TO DO
In the listing that follows, count the lines holding the word "below" and report only that number.

THE DATA
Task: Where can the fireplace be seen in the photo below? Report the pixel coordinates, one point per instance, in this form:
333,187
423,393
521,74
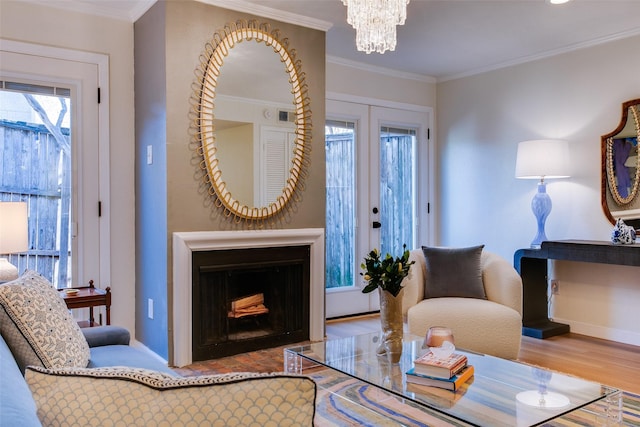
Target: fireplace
249,299
188,244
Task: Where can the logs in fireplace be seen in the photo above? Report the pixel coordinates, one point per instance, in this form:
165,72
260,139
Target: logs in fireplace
249,299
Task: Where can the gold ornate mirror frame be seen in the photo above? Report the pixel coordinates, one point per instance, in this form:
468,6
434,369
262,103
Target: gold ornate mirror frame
630,111
211,61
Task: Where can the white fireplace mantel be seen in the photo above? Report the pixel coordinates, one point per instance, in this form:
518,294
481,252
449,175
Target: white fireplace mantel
184,243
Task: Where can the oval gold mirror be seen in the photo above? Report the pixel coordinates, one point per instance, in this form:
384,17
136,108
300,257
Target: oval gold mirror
621,167
225,44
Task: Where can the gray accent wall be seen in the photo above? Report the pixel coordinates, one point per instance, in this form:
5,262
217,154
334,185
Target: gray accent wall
169,39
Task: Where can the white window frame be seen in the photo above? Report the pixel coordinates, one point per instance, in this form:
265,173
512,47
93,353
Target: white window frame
102,63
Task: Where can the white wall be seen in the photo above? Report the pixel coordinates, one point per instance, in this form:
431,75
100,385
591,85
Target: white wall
52,27
576,96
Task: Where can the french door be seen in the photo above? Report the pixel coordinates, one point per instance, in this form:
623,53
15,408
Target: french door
78,178
377,194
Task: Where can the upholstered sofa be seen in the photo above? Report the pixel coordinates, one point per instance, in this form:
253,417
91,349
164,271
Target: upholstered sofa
58,374
489,323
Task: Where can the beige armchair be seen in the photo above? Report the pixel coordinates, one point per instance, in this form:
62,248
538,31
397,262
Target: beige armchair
492,326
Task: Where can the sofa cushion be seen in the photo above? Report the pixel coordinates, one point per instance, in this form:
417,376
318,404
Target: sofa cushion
453,272
38,327
17,407
124,355
129,396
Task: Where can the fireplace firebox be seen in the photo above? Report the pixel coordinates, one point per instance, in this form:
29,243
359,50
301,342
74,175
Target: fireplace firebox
249,299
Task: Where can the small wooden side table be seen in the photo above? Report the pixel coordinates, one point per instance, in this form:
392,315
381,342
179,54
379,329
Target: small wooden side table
88,296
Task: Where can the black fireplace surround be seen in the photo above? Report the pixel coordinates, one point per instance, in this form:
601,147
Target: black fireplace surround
280,276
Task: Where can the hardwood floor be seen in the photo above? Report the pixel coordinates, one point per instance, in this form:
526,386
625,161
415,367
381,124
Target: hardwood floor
594,359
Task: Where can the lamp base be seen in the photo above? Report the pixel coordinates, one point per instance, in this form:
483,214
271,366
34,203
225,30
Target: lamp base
541,207
8,271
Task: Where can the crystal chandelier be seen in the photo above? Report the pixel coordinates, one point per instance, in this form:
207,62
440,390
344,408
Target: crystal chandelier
375,22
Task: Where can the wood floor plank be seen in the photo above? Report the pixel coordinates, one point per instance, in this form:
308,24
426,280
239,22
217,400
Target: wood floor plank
607,362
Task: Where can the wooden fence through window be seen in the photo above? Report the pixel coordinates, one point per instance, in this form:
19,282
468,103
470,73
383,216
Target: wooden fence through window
31,170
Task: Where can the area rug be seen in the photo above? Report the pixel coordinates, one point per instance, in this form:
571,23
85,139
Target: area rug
344,401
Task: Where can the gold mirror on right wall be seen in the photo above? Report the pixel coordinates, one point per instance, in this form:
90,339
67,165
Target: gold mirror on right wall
621,168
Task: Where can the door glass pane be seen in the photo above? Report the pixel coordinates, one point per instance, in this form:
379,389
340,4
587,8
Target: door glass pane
397,189
35,153
340,205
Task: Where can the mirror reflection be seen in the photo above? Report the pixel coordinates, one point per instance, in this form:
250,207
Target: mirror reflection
252,122
621,167
255,145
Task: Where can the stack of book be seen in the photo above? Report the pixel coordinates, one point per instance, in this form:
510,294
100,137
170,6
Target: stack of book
449,373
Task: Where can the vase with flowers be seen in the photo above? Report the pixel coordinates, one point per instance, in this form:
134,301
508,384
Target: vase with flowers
386,275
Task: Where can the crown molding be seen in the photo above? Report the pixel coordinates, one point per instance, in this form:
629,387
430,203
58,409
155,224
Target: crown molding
267,12
530,58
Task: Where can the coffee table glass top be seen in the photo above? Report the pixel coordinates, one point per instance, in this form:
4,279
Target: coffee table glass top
501,392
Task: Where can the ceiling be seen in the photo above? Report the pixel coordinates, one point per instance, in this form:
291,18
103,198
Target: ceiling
442,39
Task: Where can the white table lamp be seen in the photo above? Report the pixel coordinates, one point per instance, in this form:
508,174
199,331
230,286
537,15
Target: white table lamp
542,159
13,236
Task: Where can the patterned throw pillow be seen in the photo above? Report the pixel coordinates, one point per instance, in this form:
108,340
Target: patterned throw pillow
38,327
134,396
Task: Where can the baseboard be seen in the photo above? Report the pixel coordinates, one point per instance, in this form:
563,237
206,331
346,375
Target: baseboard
144,348
602,332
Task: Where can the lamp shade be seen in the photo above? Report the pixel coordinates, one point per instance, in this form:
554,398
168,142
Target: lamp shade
543,158
13,227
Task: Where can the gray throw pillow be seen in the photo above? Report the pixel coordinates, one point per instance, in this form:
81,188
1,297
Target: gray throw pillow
453,272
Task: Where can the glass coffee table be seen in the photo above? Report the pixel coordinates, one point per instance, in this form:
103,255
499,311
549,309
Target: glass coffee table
501,392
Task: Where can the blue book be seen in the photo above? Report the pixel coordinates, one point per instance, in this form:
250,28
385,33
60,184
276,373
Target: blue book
453,383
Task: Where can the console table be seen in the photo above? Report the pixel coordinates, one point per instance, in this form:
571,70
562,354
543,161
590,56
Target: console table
531,264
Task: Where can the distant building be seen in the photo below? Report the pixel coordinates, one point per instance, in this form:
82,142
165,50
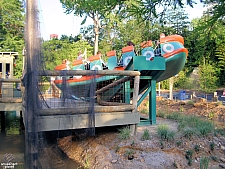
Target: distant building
54,36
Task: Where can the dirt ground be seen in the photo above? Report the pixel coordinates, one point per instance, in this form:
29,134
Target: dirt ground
107,151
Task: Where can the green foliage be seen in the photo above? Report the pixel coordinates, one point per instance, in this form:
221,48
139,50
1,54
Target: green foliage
55,51
197,148
12,30
193,126
190,102
188,155
87,162
161,114
189,132
164,133
129,152
182,81
204,163
212,145
208,79
174,116
124,133
146,135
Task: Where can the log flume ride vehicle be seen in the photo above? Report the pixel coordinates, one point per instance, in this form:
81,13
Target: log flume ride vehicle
156,64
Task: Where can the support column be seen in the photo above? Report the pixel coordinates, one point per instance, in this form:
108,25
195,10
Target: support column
2,121
152,103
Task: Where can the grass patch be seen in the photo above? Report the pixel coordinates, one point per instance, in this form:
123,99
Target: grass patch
161,114
164,133
188,132
190,102
124,133
194,126
174,116
220,132
146,135
204,163
87,162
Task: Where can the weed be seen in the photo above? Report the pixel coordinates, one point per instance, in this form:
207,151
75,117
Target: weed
175,164
164,133
181,108
161,144
215,158
220,132
146,135
132,144
190,161
174,116
205,127
218,103
193,125
188,132
144,111
161,114
204,163
124,133
211,115
197,148
87,163
189,154
178,143
212,145
190,102
129,153
117,148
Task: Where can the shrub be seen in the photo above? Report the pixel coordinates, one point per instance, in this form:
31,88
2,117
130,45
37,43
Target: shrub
190,102
174,116
212,146
146,135
189,154
204,163
124,133
197,148
188,132
161,114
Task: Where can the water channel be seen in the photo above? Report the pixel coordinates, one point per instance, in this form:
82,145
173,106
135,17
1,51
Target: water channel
12,144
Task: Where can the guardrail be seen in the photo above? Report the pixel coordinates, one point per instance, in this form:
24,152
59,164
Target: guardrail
10,91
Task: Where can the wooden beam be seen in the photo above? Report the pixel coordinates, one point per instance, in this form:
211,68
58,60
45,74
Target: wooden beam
83,110
10,100
10,80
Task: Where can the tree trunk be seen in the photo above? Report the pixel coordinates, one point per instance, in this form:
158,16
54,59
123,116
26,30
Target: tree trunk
96,30
171,87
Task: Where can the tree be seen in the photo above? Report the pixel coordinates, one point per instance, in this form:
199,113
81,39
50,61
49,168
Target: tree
56,50
93,9
208,78
12,29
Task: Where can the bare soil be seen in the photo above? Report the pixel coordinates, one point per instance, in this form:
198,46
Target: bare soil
107,151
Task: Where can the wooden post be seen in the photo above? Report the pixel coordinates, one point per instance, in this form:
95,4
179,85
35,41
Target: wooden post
2,121
152,103
30,83
133,127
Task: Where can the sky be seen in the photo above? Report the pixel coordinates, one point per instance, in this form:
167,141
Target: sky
53,20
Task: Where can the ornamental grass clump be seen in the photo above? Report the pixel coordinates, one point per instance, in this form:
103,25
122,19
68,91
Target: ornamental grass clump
124,133
146,135
164,133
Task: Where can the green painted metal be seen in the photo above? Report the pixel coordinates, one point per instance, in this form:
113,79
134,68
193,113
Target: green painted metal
152,103
140,63
127,92
112,62
144,95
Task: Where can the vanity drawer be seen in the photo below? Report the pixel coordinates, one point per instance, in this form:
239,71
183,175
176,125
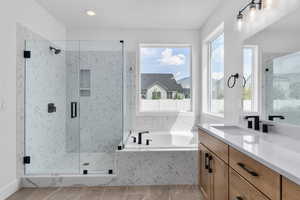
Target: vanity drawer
257,174
290,190
213,144
240,189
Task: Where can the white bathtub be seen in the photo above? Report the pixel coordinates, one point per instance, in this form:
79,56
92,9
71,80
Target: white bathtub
165,141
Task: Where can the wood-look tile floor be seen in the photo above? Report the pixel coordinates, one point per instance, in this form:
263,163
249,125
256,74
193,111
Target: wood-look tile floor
110,193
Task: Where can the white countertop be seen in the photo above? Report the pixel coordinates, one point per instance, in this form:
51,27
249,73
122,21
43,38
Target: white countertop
276,151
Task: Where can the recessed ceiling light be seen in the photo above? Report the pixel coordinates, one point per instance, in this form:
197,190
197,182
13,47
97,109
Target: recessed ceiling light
90,13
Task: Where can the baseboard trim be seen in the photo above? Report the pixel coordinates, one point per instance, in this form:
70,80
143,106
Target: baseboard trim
9,189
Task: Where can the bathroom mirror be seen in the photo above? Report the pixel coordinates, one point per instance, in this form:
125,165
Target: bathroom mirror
278,76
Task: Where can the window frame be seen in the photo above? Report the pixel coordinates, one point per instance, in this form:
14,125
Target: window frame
139,112
256,94
206,106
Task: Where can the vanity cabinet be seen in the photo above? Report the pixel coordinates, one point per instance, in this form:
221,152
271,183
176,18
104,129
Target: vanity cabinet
213,175
240,189
290,190
226,173
255,173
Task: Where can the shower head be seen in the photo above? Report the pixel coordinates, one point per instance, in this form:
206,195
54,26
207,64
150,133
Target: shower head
55,50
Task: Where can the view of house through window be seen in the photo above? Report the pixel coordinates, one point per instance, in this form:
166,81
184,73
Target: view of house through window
165,78
216,75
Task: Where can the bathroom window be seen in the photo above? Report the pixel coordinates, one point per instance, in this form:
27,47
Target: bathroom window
250,72
216,75
165,78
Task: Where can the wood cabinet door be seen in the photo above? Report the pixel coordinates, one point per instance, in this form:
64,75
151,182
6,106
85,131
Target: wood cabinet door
240,189
204,175
219,179
290,190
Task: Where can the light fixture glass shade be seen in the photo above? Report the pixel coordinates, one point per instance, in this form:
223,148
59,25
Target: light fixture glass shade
252,11
268,3
240,24
90,13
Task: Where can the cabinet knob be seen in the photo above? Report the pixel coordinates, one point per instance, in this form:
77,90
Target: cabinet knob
252,173
238,198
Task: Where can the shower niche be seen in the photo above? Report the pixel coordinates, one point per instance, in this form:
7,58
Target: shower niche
84,80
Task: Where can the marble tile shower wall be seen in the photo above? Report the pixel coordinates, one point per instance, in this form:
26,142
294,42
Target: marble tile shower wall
45,83
133,168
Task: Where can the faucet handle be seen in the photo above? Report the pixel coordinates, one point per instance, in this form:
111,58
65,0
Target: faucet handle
148,141
134,139
144,132
266,127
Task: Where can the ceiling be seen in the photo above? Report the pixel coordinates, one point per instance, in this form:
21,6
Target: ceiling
152,14
289,24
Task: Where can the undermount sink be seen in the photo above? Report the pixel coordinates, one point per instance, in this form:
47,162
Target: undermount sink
234,130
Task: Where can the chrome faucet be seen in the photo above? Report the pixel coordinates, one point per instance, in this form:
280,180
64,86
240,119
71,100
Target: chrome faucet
140,134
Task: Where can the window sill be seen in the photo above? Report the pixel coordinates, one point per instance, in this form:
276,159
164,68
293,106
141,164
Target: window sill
220,116
165,114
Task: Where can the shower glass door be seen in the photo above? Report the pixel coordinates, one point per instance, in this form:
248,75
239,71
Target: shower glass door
51,134
74,92
101,105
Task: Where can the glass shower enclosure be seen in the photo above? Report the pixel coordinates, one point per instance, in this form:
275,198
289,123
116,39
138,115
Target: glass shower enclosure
74,106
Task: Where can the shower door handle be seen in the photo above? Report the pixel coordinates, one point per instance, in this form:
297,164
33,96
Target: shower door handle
74,109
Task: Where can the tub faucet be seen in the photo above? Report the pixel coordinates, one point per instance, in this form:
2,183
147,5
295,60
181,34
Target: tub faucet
140,134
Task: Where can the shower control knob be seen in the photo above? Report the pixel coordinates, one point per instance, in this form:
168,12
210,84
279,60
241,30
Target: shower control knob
134,139
148,142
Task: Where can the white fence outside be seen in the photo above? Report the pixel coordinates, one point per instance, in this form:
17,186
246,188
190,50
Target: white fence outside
165,105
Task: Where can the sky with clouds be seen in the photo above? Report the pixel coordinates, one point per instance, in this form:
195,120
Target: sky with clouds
166,60
217,58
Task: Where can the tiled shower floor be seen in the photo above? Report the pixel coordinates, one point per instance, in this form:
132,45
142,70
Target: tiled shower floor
110,193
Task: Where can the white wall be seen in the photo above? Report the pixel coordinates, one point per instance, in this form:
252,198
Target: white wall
134,37
226,13
30,14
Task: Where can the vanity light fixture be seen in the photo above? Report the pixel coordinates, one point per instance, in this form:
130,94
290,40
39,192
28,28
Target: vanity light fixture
253,6
90,13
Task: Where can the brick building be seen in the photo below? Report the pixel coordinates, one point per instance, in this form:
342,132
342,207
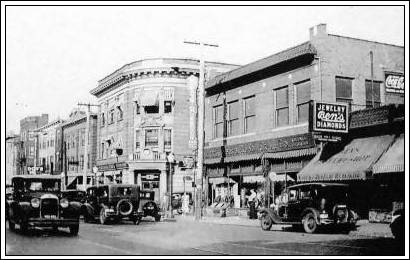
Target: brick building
259,116
48,153
29,151
145,115
77,155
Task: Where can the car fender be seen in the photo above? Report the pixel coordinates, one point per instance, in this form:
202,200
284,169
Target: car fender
310,210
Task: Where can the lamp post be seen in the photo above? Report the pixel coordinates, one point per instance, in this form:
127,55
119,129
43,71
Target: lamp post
171,162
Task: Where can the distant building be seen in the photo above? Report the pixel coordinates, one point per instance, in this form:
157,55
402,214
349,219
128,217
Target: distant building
146,114
77,155
48,154
13,148
29,144
259,116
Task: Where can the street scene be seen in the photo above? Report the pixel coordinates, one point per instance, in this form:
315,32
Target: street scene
128,136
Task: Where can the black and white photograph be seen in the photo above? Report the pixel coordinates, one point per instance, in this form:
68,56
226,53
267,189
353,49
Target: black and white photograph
204,130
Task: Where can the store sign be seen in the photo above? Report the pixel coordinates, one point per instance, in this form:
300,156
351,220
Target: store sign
330,117
394,82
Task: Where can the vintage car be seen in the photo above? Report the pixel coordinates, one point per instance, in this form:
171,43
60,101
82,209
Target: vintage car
311,205
74,195
112,202
36,202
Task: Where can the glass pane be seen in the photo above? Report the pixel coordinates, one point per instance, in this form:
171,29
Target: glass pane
282,98
282,117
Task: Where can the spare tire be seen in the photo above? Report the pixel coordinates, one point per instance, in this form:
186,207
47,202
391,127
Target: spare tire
124,207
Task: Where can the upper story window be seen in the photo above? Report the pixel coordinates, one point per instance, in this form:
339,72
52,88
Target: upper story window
249,114
282,107
167,139
151,137
303,100
344,90
372,93
111,116
120,113
167,107
233,118
218,121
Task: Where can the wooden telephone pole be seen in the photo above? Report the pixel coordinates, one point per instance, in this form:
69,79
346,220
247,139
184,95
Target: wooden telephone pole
200,127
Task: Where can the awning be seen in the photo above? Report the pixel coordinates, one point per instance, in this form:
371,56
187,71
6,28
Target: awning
353,163
291,154
149,97
393,159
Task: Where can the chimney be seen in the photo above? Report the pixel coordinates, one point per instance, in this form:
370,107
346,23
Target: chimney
318,31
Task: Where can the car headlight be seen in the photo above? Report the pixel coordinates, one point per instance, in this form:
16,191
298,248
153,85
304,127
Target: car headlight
64,203
35,203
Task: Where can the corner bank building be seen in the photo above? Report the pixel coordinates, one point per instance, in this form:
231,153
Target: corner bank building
260,118
146,112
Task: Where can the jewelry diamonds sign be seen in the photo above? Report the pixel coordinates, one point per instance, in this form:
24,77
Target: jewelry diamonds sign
330,117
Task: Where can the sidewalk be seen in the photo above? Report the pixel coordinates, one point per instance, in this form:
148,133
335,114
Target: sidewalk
364,228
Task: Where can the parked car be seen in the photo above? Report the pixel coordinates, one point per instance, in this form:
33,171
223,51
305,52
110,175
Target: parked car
311,205
114,202
74,195
35,202
397,224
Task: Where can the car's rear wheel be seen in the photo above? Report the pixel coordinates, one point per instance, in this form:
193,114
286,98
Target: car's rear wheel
74,229
103,217
309,223
266,222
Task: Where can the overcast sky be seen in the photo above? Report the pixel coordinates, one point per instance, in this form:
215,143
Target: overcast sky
56,55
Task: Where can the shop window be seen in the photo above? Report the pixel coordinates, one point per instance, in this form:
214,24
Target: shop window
111,116
249,114
151,109
282,107
233,118
167,107
344,90
120,113
167,139
372,93
303,99
218,121
151,137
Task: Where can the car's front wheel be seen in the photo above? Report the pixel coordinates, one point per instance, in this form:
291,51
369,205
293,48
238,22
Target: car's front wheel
309,223
266,222
74,229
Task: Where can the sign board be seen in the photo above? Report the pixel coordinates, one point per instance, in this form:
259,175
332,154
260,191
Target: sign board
394,82
330,117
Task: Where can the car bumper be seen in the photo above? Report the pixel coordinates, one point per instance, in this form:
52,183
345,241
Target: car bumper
43,222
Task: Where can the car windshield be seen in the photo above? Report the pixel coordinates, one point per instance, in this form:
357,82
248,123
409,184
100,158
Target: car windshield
42,185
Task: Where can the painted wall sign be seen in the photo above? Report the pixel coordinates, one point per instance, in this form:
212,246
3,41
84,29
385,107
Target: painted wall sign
394,82
330,117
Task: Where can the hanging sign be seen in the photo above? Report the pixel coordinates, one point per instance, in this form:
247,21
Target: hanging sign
330,117
394,82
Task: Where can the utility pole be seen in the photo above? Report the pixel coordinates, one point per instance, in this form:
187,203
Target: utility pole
200,128
87,132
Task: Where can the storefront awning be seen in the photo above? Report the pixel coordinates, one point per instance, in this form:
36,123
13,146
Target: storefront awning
353,163
393,159
149,97
291,154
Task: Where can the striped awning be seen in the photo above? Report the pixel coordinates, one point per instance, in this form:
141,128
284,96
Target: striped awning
353,163
393,159
291,154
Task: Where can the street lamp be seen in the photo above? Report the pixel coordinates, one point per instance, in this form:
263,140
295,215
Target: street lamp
171,161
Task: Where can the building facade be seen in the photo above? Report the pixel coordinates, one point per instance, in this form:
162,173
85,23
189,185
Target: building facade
48,153
259,117
13,148
78,152
29,151
145,115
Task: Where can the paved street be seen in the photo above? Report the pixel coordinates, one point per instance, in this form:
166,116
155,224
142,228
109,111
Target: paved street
188,237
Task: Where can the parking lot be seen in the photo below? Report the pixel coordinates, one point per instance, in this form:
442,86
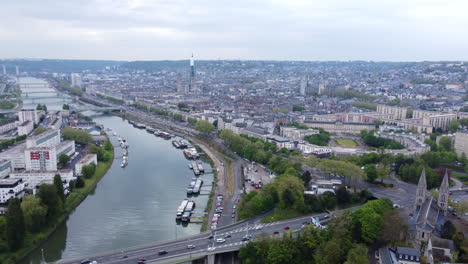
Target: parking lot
256,176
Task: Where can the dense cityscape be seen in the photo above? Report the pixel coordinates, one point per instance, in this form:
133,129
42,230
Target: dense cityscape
237,132
286,140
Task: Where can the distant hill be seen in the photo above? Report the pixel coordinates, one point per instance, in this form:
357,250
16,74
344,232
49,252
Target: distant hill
48,65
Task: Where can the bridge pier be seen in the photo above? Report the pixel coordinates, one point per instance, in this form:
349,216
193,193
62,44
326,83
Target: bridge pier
210,259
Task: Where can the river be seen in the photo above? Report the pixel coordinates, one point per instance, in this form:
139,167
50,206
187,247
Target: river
130,206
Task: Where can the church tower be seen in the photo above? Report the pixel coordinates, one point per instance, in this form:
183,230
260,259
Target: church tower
443,194
421,190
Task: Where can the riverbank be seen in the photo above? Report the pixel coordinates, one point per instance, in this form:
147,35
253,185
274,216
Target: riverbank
212,158
78,195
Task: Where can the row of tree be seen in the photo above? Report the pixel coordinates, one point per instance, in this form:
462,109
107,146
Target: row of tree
377,142
32,214
320,139
345,241
8,142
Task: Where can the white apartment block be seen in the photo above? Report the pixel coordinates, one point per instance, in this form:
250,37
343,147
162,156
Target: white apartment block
397,112
28,115
296,134
41,159
5,168
88,159
10,188
439,121
66,147
8,126
35,178
461,143
15,155
49,138
25,128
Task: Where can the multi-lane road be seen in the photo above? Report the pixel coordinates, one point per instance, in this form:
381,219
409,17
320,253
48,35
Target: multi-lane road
229,238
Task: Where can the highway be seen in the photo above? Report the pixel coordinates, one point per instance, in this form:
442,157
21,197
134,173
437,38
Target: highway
204,245
402,194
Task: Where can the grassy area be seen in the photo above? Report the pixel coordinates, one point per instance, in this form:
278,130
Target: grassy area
346,142
74,199
210,199
463,178
281,214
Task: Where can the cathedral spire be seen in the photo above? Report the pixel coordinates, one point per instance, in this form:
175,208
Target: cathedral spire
443,194
421,190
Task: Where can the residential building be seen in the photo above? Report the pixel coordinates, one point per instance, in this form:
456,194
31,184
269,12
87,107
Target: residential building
439,121
296,134
87,159
35,178
397,112
41,159
28,115
461,143
50,138
66,147
5,168
25,128
15,154
340,127
8,126
11,188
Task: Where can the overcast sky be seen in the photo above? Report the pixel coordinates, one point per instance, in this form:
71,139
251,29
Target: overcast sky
236,29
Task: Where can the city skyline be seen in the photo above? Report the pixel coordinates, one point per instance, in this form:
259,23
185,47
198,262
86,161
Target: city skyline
297,30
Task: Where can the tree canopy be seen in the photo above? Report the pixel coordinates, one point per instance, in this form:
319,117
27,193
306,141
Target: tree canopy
80,136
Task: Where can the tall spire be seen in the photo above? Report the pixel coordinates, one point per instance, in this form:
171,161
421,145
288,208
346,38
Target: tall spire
443,194
421,190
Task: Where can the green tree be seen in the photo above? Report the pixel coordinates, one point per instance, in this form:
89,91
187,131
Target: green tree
88,170
80,136
394,228
49,197
448,230
342,195
445,143
15,229
59,186
79,183
63,159
34,213
453,126
107,145
463,121
357,255
100,153
371,172
249,254
204,126
383,172
298,108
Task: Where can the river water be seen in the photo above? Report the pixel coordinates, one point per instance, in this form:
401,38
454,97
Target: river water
130,206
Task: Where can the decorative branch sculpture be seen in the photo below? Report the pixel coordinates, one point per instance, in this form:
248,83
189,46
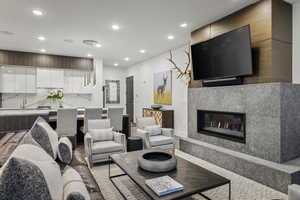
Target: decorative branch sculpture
187,70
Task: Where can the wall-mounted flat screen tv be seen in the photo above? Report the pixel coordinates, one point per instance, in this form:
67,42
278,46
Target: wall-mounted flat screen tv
225,56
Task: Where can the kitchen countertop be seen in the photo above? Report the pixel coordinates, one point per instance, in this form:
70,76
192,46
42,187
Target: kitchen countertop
20,112
24,112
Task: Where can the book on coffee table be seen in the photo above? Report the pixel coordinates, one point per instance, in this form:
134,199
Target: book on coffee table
164,185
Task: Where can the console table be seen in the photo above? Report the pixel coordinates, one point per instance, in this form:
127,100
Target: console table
163,117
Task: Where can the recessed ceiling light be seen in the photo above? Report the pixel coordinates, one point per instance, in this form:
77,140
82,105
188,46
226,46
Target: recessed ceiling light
183,25
41,38
37,12
171,37
6,33
115,27
68,40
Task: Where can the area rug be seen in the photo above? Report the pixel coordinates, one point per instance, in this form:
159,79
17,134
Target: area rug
242,188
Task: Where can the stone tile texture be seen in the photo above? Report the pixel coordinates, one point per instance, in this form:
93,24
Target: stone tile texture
272,112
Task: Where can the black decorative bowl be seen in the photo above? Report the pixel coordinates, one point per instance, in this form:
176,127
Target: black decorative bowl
157,161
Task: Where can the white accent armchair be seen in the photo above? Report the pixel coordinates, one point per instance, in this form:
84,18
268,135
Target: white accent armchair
101,141
163,138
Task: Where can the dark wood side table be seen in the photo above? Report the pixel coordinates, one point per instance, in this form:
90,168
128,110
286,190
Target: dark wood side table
163,117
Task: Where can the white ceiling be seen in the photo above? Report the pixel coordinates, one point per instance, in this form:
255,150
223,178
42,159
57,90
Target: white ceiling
145,24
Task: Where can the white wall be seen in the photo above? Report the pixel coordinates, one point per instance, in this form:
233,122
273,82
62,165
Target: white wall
296,42
116,73
143,87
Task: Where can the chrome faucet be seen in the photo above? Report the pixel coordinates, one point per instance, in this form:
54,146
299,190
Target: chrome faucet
24,102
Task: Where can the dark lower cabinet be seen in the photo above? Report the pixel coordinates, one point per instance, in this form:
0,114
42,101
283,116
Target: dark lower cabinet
18,122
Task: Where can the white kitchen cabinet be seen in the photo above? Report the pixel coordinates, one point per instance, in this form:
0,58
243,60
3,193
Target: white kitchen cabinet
8,79
31,80
49,78
20,78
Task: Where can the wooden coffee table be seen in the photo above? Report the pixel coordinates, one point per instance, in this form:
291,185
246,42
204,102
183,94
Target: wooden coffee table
195,179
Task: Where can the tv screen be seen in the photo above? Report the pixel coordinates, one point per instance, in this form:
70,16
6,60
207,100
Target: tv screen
227,55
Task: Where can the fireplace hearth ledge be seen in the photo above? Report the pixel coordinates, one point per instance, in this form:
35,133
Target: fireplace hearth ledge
275,175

WRITTEN SOLUTION
6